WHAT YOU SHOULD DO ::
Extract every line of the listing below and reproduce each one word for word.

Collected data

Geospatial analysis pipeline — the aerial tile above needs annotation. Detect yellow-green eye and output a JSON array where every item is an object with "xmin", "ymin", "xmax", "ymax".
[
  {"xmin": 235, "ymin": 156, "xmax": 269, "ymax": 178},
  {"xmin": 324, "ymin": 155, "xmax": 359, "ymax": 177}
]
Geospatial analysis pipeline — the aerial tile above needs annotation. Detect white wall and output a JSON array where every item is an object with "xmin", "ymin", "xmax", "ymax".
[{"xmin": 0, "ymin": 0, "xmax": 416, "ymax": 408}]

RESPONSE TO THE EXERCISE ::
Geospatial analysis pipeline — the aerial tile above needs annotation. Detect yellow-green eye and output a JSON array where every item is an object with "xmin", "ymin", "xmax", "ymax".
[
  {"xmin": 235, "ymin": 156, "xmax": 269, "ymax": 178},
  {"xmin": 324, "ymin": 155, "xmax": 359, "ymax": 177}
]
Geospatial analysis pipeline — the aerial tile above needs annotation. Detect white wall and output a JSON array where every item is an object with "xmin", "ymin", "xmax", "ymax".
[{"xmin": 0, "ymin": 0, "xmax": 416, "ymax": 408}]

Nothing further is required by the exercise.